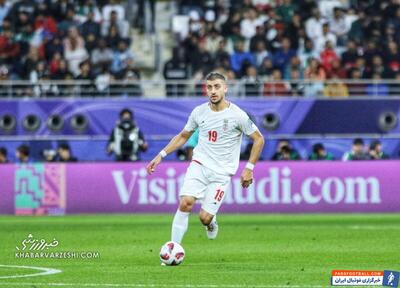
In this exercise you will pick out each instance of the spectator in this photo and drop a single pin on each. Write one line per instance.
(266, 68)
(285, 11)
(69, 22)
(213, 41)
(314, 24)
(357, 151)
(307, 53)
(113, 6)
(9, 49)
(338, 25)
(241, 58)
(64, 153)
(257, 38)
(102, 56)
(379, 68)
(121, 57)
(62, 72)
(176, 69)
(22, 154)
(113, 37)
(3, 155)
(337, 70)
(320, 41)
(90, 26)
(350, 56)
(126, 140)
(392, 58)
(377, 88)
(336, 88)
(222, 57)
(74, 51)
(356, 86)
(201, 60)
(327, 57)
(282, 57)
(251, 82)
(319, 153)
(86, 75)
(375, 151)
(296, 83)
(294, 31)
(276, 87)
(260, 53)
(121, 24)
(316, 76)
(285, 151)
(249, 23)
(87, 7)
(49, 155)
(4, 8)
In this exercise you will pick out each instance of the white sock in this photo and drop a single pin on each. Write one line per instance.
(179, 226)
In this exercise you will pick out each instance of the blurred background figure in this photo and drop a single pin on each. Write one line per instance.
(126, 140)
(319, 153)
(3, 155)
(285, 152)
(64, 153)
(375, 151)
(22, 154)
(357, 151)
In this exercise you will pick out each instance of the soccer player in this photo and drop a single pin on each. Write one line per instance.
(215, 158)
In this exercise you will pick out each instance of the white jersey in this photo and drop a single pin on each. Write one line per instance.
(220, 136)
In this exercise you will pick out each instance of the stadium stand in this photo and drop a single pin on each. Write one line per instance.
(267, 49)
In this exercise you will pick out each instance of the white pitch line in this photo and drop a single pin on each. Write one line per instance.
(160, 285)
(46, 271)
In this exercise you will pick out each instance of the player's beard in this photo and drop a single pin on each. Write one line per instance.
(217, 101)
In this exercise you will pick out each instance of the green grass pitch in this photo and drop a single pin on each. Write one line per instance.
(250, 251)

### Required task
Render the lines from the one containing "the white pitch" through the last line of the listing, inclusive, as a JSON list of strings, one string per line, leaving out blank lines.

### Answer for this exercise
[
  "In this exercise you will pick out each instance of the white pitch line in this photo and drop a single pin on each. Write one line per instance.",
  "(160, 285)",
  "(46, 271)",
  "In this exercise you will pick out each instance of the player's beard in this photo and drop a single pin on each. Write one line per instance.",
  "(217, 101)",
  "In this exercise you will pick out each instance of the green grass pitch in this photo and drop a single pin on each. Write one line per instance.",
  "(250, 251)"
]